* PASSAGE TO READ
* Begin *
I like this a lot. The reasoning is obvious, the fix is simple,it doesn't upset any make-check-world tests, and in order to get a performance regression we'd need a table whose fillfactor has been changed after the data was loaded but before an analyze happens, and that's a narrow enough case to accept.

My only nitpick is to swap
(usable_bytes_per_page * fillfactor / 100) / tuple_width
with
(usable_bytes_per_page * fillfactor) / (tuple_width * 100)

as this will eliminate the extra remainder truncation, and it also gets the arguments "in order" algebraically.


Re: Should heapam_estimate_rel_size consider fillfactor?

From
Andres Freund
Date:
Hi,

On 2023-06-11 14:41:27 +0200, Tomas Vondra wrote:
> While testing some stuff, I noticed heapam_estimate_rel_size (or rather
> table_block_relation_estimate_size it calls) ignores fillfactor, so that
> for a table without statistics it ends up with reltuple estimate much
> higher than reality. For example, with fillfactor=10 the estimate is
> about 10x higher.
> 
> I ran into this while doing some tests with hash indexes, where I use
> fillfactor to make the table look bigger (as if the tuples were wider),
> and I ran into this:
> 
>   drop table hash_test;
>   create table hash_test (a int, b text) with (fillfactor=10);
>   insert into hash_test select 1 + ((i - 1) / 10000), md5(i::text)
>          from generate_series(1, 1000000) s(i);
>   -- analyze hash_test;
>   create index hash_test_idx on hash_test using hash (a);
> 
>   select pg_size_pretty(pg_relation_size('hash_test_idx'));
> 
> If you run it like this (without the analyze), the index will be 339MB.
* End *
* EXCERPTED DATA
* Begin *
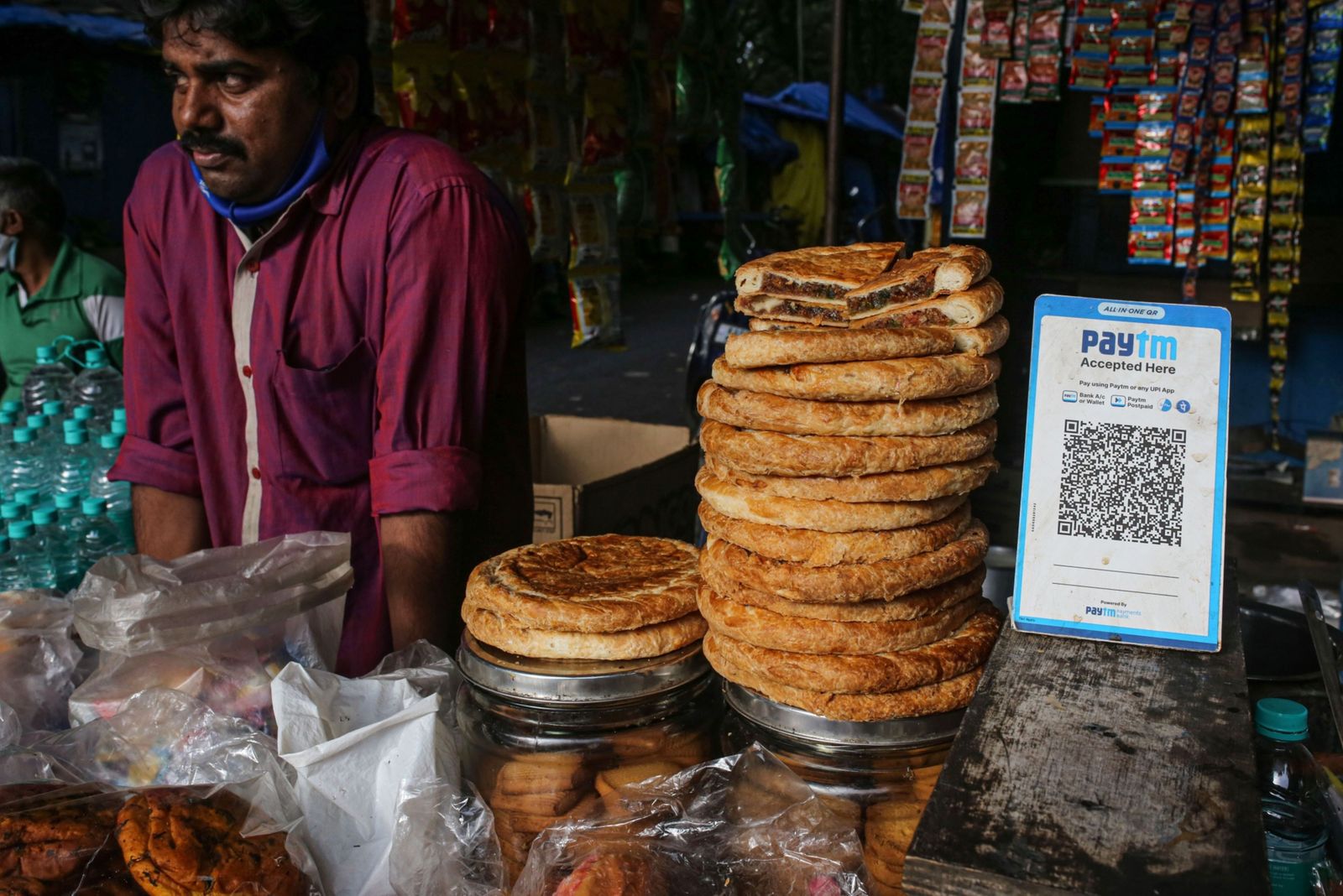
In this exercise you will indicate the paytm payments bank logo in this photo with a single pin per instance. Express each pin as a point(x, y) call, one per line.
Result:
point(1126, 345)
* End *
* Begin *
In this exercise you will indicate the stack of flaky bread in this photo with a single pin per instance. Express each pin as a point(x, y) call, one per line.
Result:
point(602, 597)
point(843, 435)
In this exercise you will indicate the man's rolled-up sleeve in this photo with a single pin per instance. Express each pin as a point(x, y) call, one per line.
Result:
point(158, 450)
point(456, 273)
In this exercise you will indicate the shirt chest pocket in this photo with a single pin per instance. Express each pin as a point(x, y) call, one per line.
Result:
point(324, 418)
* End *
* Begin *
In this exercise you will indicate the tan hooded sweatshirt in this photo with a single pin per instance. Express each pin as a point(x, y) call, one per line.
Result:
* End *
* DIRECTIONS
- A) Please reproduce the part of the fillfactor discussion that opens with the words containing "I like this" and closes with "case to accept.".
- B) Name each function called in the SQL example quoted in the fillfactor discussion.
- C) Continue the fillfactor discussion from the point where it stops.

* ANSWERS GIVEN
- A)
I like this a lot. The reasoning is obvious, the fix is simple,it doesn't upset any make-check-world tests, and in order to get a performance regression we'd need a table whose fillfactor has been changed after the data was loaded but before an analyze happens, and that's a narrow enough case to accept.

- B) md5, generate_series, pg_size_pretty, pg_relation_size

- C)
> With the analyze, it's 47MB.
> 
> This only happens if there are no relpages/reltuples statistics yet, in
> which case table_block_relation_estimate_size estimates density from
> tuple width etc.
> 
> So it seems the easiest "fix" is to do ANALYZE before creating the index
> (and not after it, as I had in my scripts). But I wonder how many people
> fail to realize this - it sure took me a while to realize the indexes
> are too large and even longer what is causing it. I wouldn't be very
> surprised if many people had bloated hash indexes after bulk loads.
> 
> So maybe we should make table_block_relation_estimate_size smarter to
> also consider the fillfactor in the "no statistics" branch, per the
> attached patch.

Seems like a good idea - I can't think of a reason why we shouldn't do so.

Greetings,

Andres Freund



Re: Should heapam_estimate_rel_size consider fillfactor?

From
Peter Eisentraut
Date:
On 14.06.23 20:41, Corey Huinker wrote:
>     So maybe we should make table_block_relation_estimate_size smarter to
>     also consider the fillfactor in the "no statistics" branch, per the
>     attached patch.
> 
> 
> I like this a lot. The reasoning is obvious, the fix is simple,it 
> doesn't upset any make-check-world tests, and in order to get a 
> performance regression we'd need a table whose fillfactor has been 
> changed after the data was loaded but before an analyze happens, and 
> that's a narrow enough case to accept.
> 
> My only nitpick is to swap
> 
>     (usable_bytes_per_page * fillfactor / 100) / tuple_width
> 
> with
> 
>     (usable_bytes_per_page * fillfactor) / (tuple_width * 100)
> 
> 
> as this will eliminate the extra remainder truncation, and it also gets 
> the arguments "in order" algebraically.

The fillfactor is in percent, so it makes sense to divide it by 100 
first before doing any further arithmetic with it.  I find your version 
of this to be more puzzling without any explanation.  You could do 
fillfactor/100.0 to avoid the integer division, but then, the comment 
above that says "integer division is intentional here", without any 
further explanation.  I think a bit more explanation of all the 
subtleties here would be good in any case.




Re: Should heapam_estimate_rel_size consider fillfactor?

From
Tomas Vondra
Date:

On 7/3/23 08:46, Peter Eisentraut wrote:
> On 14.06.23 20:41, Corey Huinker wrote:
>>     So maybe we should make table_block_relation_estimate_size smarter to
>>     also consider the fillfactor in the "no statistics" branch, per the
>>     attached patch.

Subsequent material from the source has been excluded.